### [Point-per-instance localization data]
━━━━━━━━━━━━━━━━━━━━

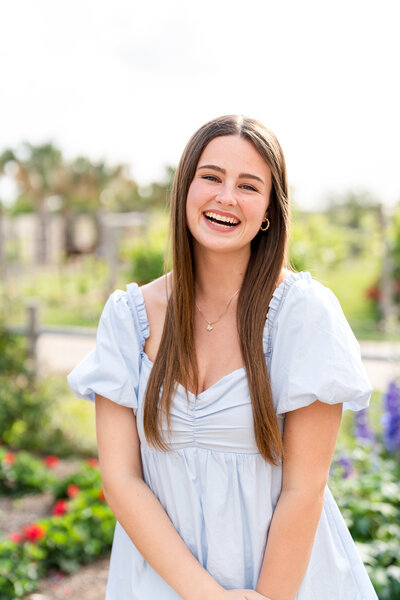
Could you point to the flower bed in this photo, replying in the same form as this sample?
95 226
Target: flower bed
365 480
80 530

━━━━━━━━━━━━━━━━━━━━

All of the records should be output exactly as they stand, with pictures omitted.

### [Output for this exercise]
Could you point to the flower bed in this photo, replying in the same form as this sample?
95 226
Target: flower bed
365 480
80 530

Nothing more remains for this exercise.